Material for the task START

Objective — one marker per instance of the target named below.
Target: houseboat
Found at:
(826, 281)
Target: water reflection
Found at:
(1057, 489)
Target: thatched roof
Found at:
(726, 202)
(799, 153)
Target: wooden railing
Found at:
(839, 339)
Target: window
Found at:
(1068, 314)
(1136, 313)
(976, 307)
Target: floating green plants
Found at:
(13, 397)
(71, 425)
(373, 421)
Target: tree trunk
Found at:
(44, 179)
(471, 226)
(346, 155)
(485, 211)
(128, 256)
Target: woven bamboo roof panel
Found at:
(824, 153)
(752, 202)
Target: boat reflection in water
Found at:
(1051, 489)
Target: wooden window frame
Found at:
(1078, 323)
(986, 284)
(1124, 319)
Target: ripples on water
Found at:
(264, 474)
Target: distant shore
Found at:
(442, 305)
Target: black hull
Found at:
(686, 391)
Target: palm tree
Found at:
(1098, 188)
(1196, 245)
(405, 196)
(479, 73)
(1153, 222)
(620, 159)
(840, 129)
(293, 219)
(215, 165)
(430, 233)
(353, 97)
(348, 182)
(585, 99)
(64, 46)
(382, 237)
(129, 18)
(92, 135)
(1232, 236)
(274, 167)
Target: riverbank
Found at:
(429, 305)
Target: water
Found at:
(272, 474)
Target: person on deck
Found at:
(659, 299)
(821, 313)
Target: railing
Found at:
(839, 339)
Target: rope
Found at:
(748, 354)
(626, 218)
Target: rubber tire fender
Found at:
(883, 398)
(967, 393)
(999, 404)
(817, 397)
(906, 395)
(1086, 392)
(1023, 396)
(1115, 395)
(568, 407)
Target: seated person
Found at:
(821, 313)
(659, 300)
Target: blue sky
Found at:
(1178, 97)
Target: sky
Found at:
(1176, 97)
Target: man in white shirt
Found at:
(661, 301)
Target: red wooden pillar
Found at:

Material for the task END

Task to complete | From the line containing "Target: man in white shirt" through the closing line of the material above, return every line exactly and omit all others.

Solved problem |
Target: man in white shirt
Found at:
(661, 301)
Target: red wooden pillar
Found at:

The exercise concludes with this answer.